TEXTO EXTRAÍDO:

Este trabalho realizado em colaboração por várias instituições de investigação (IPATIMUP, IPO-Porto, Faculdade de Medicina e ICBAS da Universidade do Porto, Universidade de Aveiro, e Universidade de Copenhaga), e publicado na Molecular & Cellular Proteomics, caracterizou o O-glicoproteoma de células gástricas geneticamente modificadas com o objetivo de identificar potenciais biomarcadores específicos do carcinoma gástrico. O estudo permitiu ainda a identificação de glicoformas aberrantes expressas em proteínas em circulação no soro de doentes com carcinomas gástricos. Estas glicoformas aberrantes (O-glicanos truncados) são produzidas por carcinomas, mas não por células normais, constituindo potenciais biomarcadores detetáveis no soro dos doentes.

ENUNCIADO A:
Em que revista foi publicado o trabalho descrito no texto sobre o O-glicoproteoma gástrico?
ENUNCIADO B:
Transcreva o texto sobre o O-glicoproteoma gástrico desde "Este trabalho realizado" até "soro dos doentes.", inclusive.
As linhas não têm qualquer relação com o texto.

LINHAS FORNECIDAS:
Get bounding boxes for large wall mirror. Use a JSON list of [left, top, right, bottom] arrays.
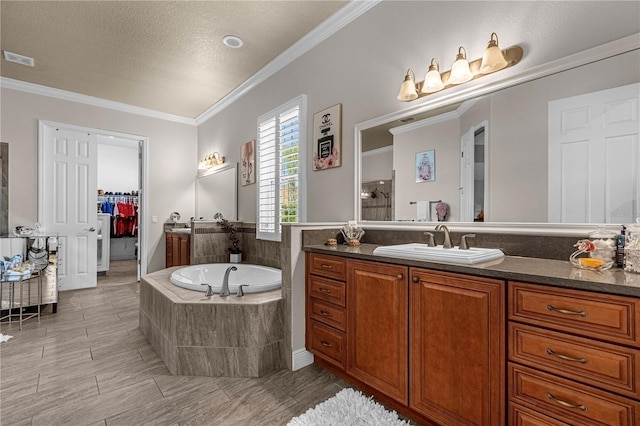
[[355, 38, 640, 230], [196, 163, 238, 220]]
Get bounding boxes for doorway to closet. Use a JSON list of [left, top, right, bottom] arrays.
[[38, 121, 147, 291], [96, 134, 142, 285]]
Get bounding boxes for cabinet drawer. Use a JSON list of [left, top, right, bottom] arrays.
[[309, 297, 347, 331], [509, 363, 640, 426], [309, 276, 347, 307], [308, 253, 347, 281], [508, 404, 569, 426], [509, 323, 640, 398], [311, 320, 345, 367], [509, 282, 640, 347]]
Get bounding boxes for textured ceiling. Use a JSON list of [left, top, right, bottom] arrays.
[[0, 0, 347, 118]]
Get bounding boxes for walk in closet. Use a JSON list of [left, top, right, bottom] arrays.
[[96, 137, 139, 274]]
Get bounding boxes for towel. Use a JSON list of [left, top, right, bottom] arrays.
[[416, 201, 430, 222]]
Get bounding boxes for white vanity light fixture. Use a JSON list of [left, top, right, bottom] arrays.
[[480, 33, 509, 74], [397, 33, 523, 102], [396, 68, 418, 101], [449, 46, 473, 84], [420, 58, 444, 93]]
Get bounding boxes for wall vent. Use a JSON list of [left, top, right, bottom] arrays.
[[3, 50, 35, 67]]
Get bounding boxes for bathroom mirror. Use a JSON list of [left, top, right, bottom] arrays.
[[0, 142, 9, 236], [196, 163, 238, 220], [355, 41, 640, 224]]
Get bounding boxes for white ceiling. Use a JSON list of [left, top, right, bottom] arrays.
[[0, 0, 348, 118]]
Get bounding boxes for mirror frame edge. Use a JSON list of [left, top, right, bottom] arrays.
[[353, 33, 640, 236], [194, 162, 238, 221]]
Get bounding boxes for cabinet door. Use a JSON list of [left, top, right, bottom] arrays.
[[347, 261, 408, 404], [409, 268, 506, 425]]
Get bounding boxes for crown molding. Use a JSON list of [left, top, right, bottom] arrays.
[[0, 77, 196, 126], [195, 0, 382, 124]]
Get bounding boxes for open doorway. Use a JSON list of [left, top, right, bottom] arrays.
[[96, 134, 141, 286], [38, 121, 146, 291]]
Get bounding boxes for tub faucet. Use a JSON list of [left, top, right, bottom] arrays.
[[435, 224, 453, 248], [220, 266, 238, 297], [201, 283, 213, 297]]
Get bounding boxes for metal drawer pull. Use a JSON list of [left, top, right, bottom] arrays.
[[547, 348, 587, 364], [547, 305, 587, 317], [545, 392, 587, 411]]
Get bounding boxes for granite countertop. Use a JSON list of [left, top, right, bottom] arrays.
[[303, 244, 640, 297]]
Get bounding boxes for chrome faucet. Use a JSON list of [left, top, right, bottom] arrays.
[[220, 266, 238, 297], [435, 224, 453, 248], [423, 232, 436, 247], [201, 283, 213, 297], [460, 234, 476, 250]]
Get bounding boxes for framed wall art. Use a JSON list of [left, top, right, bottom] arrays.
[[312, 104, 342, 171], [240, 139, 256, 186], [416, 149, 436, 183]]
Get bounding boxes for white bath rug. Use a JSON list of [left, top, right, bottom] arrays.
[[287, 388, 410, 426]]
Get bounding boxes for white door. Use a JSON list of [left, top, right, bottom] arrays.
[[38, 121, 97, 290], [548, 84, 640, 224]]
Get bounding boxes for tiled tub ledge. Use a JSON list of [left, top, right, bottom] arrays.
[[140, 268, 285, 377]]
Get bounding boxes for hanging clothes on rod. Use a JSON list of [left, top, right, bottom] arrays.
[[98, 194, 138, 238]]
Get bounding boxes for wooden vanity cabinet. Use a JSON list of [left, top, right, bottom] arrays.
[[306, 253, 347, 370], [306, 253, 506, 426], [508, 282, 640, 426], [165, 232, 191, 268], [409, 268, 506, 425], [346, 260, 409, 405]]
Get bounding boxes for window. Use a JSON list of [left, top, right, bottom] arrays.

RESOLUÇÃO DO EXERCÍCIO A:
Na Molecular & Cellular Proteomics.

RESOLUÇÃO DO EXERCÍCIO B:
Este trabalho realizado em colaboração por várias instituições de investigação (IPATIMUP, IPO-Porto, Faculdade de Medicina e ICBAS da Universidade do Porto, Universidade de Aveiro, e Universidade de Copenhaga), e publicado na Molecular & Cellular Proteomics, caracterizou o O-glicoproteoma de células gástricas geneticamente modificadas com o objetivo de identificar potenciais biomarcadores específicos do carcinoma gástrico. O estudo permitiu ainda a identificação de glicoformas aberrantes expressas em proteínas em circulação no soro de doentes com carcinomas gástricos. Estas glicoformas aberrantes (O-glicanos truncados) são produzidas por carcinomas, mas não por células normais, constituindo potenciais biomarcadores detetáveis no soro dos doentes.